Reproduce the items verbatim from their first line through the line that contains "M202 111L214 113L237", and include that line.
★ ★ ★ ★ ★ ★ ★
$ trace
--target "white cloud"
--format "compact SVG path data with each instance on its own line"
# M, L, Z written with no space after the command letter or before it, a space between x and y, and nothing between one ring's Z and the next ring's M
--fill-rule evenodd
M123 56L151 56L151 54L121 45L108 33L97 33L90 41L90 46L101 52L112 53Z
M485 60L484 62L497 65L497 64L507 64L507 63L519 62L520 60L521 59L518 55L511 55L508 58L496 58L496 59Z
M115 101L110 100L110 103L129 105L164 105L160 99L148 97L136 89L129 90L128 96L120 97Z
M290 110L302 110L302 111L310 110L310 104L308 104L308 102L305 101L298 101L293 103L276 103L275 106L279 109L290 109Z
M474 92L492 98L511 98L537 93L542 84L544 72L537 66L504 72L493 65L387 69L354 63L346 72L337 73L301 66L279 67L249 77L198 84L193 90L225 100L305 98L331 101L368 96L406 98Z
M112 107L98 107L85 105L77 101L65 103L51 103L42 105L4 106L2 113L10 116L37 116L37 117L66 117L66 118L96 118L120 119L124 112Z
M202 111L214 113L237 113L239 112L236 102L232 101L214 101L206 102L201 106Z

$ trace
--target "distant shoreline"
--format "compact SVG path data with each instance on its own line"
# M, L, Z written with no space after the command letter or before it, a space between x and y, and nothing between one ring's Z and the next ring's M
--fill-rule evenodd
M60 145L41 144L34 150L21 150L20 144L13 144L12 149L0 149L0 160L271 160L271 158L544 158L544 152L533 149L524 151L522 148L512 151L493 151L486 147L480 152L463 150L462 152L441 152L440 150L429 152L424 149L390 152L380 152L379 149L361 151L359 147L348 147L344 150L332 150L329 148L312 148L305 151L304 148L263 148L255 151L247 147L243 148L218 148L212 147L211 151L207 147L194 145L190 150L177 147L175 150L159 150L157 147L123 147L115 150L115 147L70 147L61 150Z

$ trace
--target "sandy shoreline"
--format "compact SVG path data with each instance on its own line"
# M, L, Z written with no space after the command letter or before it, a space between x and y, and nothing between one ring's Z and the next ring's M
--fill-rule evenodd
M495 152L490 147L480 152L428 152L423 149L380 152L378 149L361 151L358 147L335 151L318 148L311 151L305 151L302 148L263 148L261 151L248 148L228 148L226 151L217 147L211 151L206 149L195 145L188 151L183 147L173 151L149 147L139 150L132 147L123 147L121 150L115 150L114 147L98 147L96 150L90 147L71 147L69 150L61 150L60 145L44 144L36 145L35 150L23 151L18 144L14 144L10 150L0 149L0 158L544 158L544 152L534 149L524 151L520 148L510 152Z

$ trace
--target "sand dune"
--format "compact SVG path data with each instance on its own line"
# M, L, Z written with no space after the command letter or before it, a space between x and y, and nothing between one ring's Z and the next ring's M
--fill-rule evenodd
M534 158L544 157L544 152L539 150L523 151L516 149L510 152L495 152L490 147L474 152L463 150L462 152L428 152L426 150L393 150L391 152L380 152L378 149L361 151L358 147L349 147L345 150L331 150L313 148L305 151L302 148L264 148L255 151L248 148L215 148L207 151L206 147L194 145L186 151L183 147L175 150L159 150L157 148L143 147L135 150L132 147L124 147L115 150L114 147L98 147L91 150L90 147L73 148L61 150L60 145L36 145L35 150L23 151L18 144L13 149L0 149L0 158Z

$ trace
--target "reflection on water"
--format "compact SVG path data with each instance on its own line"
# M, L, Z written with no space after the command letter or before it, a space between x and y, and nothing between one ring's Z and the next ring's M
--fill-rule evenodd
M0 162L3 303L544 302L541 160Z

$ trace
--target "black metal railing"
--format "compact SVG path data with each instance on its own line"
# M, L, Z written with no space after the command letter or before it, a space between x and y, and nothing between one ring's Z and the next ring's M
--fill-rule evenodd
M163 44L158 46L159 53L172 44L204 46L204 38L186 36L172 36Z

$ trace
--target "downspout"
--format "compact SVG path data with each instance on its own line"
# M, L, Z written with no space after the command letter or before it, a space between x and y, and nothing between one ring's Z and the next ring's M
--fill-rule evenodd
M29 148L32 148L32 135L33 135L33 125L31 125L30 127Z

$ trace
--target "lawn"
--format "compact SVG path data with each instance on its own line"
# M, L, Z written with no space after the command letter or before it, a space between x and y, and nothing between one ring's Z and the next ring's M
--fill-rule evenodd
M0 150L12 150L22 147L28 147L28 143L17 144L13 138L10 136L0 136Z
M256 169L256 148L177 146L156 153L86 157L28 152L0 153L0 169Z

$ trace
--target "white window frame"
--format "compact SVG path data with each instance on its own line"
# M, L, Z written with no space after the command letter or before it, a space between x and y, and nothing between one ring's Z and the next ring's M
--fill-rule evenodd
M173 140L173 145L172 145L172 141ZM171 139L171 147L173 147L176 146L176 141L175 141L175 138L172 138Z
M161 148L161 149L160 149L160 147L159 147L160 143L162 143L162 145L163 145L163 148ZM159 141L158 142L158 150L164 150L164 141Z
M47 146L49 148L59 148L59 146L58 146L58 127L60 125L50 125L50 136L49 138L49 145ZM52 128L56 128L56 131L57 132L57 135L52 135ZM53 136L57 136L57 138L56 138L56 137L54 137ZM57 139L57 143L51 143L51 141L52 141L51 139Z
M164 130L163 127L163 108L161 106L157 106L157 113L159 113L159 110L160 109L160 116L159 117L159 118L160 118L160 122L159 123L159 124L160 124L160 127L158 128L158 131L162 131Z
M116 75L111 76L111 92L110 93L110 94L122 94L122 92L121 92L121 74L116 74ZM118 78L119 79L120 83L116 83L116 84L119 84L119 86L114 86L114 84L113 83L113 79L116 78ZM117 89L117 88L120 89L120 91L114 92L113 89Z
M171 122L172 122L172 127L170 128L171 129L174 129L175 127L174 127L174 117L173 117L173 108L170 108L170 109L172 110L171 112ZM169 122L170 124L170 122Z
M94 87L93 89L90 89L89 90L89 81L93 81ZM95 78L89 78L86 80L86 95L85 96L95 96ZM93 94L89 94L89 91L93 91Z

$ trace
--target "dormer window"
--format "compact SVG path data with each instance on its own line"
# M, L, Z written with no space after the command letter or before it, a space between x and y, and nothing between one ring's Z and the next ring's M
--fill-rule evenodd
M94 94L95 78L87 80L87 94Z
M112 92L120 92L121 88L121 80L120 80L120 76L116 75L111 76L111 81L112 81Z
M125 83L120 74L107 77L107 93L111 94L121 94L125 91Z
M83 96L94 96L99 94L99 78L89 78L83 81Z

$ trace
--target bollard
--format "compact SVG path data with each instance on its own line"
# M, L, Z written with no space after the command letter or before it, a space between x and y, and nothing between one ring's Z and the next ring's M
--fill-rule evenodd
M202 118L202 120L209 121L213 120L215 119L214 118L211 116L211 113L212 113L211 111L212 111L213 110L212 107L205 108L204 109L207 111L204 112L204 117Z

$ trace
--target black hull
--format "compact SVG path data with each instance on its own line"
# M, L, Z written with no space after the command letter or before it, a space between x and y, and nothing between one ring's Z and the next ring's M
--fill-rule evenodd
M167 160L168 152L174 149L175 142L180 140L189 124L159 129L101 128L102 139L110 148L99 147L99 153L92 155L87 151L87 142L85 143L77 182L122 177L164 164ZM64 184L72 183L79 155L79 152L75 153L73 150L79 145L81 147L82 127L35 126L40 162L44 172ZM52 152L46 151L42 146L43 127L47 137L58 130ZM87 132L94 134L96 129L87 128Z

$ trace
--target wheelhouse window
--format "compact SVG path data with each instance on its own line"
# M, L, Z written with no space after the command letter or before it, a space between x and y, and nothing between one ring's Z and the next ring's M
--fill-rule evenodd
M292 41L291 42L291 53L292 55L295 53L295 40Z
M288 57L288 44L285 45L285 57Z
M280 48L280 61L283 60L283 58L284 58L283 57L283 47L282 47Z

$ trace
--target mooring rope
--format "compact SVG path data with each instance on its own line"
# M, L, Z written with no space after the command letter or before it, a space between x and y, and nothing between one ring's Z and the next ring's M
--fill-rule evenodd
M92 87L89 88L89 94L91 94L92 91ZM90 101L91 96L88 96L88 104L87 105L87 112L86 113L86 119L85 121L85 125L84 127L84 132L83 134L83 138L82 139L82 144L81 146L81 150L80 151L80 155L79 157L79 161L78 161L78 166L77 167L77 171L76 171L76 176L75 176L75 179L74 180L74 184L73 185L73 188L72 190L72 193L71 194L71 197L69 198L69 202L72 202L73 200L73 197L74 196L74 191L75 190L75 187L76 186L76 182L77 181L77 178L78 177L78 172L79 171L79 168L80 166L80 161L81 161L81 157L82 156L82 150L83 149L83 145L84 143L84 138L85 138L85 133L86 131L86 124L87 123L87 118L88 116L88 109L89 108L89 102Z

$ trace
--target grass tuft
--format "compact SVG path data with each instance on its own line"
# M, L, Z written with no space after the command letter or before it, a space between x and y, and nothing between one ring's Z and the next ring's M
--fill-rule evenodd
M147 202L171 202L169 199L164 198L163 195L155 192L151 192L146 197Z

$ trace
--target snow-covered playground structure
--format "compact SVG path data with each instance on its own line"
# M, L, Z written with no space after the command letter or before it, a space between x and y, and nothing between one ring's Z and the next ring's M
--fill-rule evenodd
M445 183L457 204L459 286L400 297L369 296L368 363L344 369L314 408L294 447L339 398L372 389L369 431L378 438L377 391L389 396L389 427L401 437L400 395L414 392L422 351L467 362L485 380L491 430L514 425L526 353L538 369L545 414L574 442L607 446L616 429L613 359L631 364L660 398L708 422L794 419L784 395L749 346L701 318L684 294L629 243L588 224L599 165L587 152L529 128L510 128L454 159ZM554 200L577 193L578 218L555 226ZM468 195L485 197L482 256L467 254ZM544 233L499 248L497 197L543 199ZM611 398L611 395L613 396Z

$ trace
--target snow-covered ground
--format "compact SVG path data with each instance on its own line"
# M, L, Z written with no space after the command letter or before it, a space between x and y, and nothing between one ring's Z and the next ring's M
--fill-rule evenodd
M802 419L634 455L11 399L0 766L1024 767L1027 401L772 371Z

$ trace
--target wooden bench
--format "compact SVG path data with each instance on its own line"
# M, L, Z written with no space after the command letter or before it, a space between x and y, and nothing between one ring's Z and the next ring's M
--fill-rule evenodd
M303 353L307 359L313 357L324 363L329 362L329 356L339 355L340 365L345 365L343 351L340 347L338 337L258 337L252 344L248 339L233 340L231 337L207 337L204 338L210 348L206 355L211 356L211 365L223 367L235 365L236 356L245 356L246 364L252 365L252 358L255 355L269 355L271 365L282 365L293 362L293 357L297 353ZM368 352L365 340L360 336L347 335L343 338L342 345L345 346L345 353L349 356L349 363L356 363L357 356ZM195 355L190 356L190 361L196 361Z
★ ★ ★ ★ ★ ★ ★
» **Exercise solution**
$ trace
--target "white cloud"
--format "compact SVG path data with each instance on its own line"
# M, L, Z written with no space after the command letter or before it, a space between x and y, and nothing between one ring's Z and the next ring's M
--fill-rule evenodd
M123 56L151 56L151 54L121 45L108 33L97 33L90 41L90 46L101 52L112 53Z
M485 60L484 62L497 65L497 64L507 64L507 63L519 62L520 60L521 59L518 55L511 55L508 58L496 58L496 59Z
M115 101L110 100L110 103L129 105L164 105L160 99L148 97L136 89L129 90L128 96L120 97Z
M290 110L302 110L302 111L310 110L310 104L308 104L308 102L305 101L298 101L293 103L276 103L275 106L279 109L290 109Z
M474 92L492 98L511 98L537 93L542 84L544 72L537 66L504 72L493 65L387 69L354 63L346 72L337 73L301 66L279 67L249 77L198 84L193 90L225 100L305 98L331 101L368 96L406 98Z
M112 107L98 107L85 105L77 101L65 103L51 103L42 105L4 106L2 113L10 116L37 116L37 117L66 117L66 118L96 118L120 119L124 112Z
M202 111L214 113L237 113L239 112L236 102L232 101L214 101L206 102L201 106Z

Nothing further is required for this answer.